### EXERCISES
1 > In the article on health visitor check-ups in Southampton, what percentage of Southampton children did not receive their one-year review?
2 > Summarize the article on health visitor check-ups in Southampton in two sentences.
3 > Carry on the article about health visitor check-ups in Southampton from the point where it stops.

### EXCERPT

NEARLY half of toddlers in Southampton are not receiving mandatory check-ups from health visitors, new figures suggest.

Local authority health visitors, who assess a child’s development, are supposed to carry out four checks during a child’s early years: straight after birth, at six-to-eight weeks, at one year and then between two and two-and-a-half years.

This support is vital in establishing young children’s good health and development, Public Health England says.

Out of 768 two-year-olds in Southampton, 376 did not see a health visitor between April and June 2019, the latest data from the Department of Health and Social Care shows – meaning just 51 per cent did.

The figures also show that 82 per cent of the children in Southampton did not receive their one-year review.

The six-to-eight-week assessment was missed in 23 per cent of cases, and 15 per cent of newborns did not have a health visit within 14 days of their birth.

Across England, almost a quarter of children did not receive their two to two-and-a-half-year review.

The lowest attendance rate was in Central Bedfordshire, where only 5 per cent of two-year-olds had a health check-up. At the other end of the scale, almost all of the toddlers in Middlesbrough had their visit.

Simon Letts said: "The figures are disappointing if people are not taking their children along when they are invited. However, they are disturbing if they have not been offered check-ups in the first place. We need more investment in primary care. That is where the main NHS crisis is. We have an issue in the Itchen side of Southampton with a shortage of GPs."

A spokesperson for Southampton City Council and Solent NHS Trust said: "All families in Southampton are offered the health visiting service and will have their health needs assessed either during pregnancy or very shortly after the birth of their first baby. They will then be offered either a universal or a targeted programme.

"This is to ensure that families get the right level of support that matches their level of need and at the right time.

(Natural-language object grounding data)
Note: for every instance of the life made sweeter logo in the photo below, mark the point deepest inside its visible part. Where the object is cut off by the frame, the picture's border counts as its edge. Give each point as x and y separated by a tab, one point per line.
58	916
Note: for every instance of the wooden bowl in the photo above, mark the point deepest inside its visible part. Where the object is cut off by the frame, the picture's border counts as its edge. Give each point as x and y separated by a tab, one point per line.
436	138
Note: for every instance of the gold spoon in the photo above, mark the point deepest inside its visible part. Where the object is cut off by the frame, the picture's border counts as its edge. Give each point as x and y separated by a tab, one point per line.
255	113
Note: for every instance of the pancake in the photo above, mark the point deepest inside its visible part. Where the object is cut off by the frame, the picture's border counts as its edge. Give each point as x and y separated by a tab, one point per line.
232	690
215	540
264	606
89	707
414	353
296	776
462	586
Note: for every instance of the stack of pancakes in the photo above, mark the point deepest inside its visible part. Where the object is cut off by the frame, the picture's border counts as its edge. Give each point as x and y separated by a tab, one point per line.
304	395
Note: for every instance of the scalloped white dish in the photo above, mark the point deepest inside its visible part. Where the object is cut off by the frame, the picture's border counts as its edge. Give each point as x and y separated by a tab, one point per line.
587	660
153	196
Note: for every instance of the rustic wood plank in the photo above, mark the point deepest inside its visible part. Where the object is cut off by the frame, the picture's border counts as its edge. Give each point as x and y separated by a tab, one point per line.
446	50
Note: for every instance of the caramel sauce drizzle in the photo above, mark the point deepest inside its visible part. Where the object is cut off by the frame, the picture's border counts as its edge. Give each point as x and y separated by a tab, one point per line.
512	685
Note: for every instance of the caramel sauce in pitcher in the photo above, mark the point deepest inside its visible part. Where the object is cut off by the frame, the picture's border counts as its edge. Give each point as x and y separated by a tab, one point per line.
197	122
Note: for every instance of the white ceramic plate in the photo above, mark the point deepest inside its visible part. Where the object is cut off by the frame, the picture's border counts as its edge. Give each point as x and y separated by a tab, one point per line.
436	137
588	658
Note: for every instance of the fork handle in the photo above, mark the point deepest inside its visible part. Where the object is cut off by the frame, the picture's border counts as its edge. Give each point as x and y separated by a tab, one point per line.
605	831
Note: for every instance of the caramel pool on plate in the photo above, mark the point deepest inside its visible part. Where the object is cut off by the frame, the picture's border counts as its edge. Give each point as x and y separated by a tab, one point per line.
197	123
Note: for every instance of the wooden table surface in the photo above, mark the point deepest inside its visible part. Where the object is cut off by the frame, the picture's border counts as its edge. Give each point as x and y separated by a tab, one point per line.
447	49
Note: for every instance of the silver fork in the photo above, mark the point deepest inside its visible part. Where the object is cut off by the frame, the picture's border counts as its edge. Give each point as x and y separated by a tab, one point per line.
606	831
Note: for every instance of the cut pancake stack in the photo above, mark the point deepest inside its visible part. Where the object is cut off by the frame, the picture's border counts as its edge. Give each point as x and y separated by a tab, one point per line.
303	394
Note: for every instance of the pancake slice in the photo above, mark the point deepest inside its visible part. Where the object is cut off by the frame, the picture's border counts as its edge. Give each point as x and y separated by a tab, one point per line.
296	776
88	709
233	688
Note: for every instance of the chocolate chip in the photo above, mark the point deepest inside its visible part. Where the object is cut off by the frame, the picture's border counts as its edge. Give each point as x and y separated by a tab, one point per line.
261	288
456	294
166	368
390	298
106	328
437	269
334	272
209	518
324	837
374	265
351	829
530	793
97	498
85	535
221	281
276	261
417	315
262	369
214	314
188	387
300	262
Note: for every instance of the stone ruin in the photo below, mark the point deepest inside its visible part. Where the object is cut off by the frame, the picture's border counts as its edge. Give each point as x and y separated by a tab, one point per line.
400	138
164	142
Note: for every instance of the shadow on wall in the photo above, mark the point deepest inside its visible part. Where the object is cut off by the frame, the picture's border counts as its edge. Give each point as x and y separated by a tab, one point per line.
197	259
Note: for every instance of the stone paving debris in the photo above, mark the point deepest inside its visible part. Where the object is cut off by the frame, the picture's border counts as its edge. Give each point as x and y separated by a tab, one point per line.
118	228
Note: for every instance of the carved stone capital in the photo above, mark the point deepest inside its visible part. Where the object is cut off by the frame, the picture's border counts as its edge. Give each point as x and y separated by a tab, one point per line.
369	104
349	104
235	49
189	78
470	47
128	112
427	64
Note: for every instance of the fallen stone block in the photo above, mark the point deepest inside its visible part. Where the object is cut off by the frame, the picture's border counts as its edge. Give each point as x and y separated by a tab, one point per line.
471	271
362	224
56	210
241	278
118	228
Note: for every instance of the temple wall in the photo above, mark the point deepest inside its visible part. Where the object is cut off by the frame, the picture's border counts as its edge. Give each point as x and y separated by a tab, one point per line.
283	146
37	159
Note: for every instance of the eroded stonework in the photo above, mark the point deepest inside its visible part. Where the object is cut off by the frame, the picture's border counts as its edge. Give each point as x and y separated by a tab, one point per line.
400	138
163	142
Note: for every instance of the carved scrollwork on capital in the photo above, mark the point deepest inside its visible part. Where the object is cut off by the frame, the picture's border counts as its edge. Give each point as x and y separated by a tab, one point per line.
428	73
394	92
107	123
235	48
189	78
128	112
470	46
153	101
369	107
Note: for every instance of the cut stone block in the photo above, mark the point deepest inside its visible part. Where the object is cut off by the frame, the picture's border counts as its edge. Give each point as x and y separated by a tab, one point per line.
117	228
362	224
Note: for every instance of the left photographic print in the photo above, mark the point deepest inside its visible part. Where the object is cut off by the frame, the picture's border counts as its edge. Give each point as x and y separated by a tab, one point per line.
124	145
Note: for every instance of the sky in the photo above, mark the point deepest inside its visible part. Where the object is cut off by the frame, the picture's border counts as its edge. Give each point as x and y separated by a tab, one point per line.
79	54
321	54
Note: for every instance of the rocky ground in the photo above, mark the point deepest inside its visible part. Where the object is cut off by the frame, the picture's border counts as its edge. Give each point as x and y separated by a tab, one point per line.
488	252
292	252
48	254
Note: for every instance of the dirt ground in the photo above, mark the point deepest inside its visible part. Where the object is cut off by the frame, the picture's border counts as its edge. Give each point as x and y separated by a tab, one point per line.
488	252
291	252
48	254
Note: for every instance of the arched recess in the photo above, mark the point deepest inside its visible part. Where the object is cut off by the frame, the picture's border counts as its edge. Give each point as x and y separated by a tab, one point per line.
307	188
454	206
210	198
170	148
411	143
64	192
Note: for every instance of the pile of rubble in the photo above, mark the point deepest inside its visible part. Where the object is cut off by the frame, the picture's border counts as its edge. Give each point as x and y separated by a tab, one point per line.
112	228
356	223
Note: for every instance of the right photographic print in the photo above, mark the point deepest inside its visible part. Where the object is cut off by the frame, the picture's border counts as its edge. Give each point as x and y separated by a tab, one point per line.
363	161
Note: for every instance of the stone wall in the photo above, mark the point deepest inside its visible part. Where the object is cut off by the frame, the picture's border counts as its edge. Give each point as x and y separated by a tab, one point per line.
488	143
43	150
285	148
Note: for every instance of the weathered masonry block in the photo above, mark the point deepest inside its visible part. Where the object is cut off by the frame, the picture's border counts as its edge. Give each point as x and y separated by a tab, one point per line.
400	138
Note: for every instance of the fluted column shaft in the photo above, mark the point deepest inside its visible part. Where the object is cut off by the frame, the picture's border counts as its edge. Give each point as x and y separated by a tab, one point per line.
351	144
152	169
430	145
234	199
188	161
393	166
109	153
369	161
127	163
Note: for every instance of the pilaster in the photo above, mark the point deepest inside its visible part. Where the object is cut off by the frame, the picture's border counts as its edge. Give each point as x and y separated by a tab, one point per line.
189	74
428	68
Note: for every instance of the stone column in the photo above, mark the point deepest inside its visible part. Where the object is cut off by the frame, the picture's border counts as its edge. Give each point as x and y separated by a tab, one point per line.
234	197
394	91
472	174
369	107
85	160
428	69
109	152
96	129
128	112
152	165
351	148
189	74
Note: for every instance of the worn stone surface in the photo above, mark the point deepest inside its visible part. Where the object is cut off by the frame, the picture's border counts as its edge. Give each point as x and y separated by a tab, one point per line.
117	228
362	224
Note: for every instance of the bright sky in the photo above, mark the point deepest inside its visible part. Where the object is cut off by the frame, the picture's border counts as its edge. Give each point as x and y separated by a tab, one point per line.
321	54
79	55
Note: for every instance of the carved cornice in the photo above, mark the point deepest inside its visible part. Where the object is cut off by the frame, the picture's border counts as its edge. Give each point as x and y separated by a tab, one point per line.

### RESPONSES IN ORDER
1 > 82 percent

2 > Department of Health and Social Care figures show that 376 of 768 two-year-olds in Southampton did not see a health visitor between April and June 2019, and 82 percent of the city's children missed their one-year review. Across England almost a quarter of children missed their two to two-and-a-half-year review, while a spokesperson for Southampton City Council and Solent NHS Trust said all families in Southampton are offered the health visiting service.

3 >
Southampton has over the past two years worked in collaboration with Portsmouth to design the Enhanced Child Health Visiting Offer (ECHO), to give identified families more visits and time than a service that just focusses on delivering the five mandated contacts. This programme is for those likely to need (or who have asked for) additional help to meet additional challenges they may face in meeting the needs of their children according to a range of economic, social, health, wellbeing or other factors. This approach enables Southampton health visitors to focus resources on those children and families that have greater need for the specialist knowledge and skills that health visitors bring in assessing how infants and young children are progressing, and advice on ways to support them in thriving, developing and being ready for school and success into adulthood.

Families will still have access to the universal Healthy Child Programme through a wide range of other support including drop in health visiting clinics Children’s Centres, Families Matter support and community based services through Southampton’s Integrated 0-19 Prevention and Early Help Service. Southampton is also rapidly transforming their universal offer and now have a choice of innovative options for families, including a health visitor duty system and text messaging service with daily prompt response for advice, information and queries, health drop in workshops, Choose and Book for health reviews and access to a wide range of media/website material."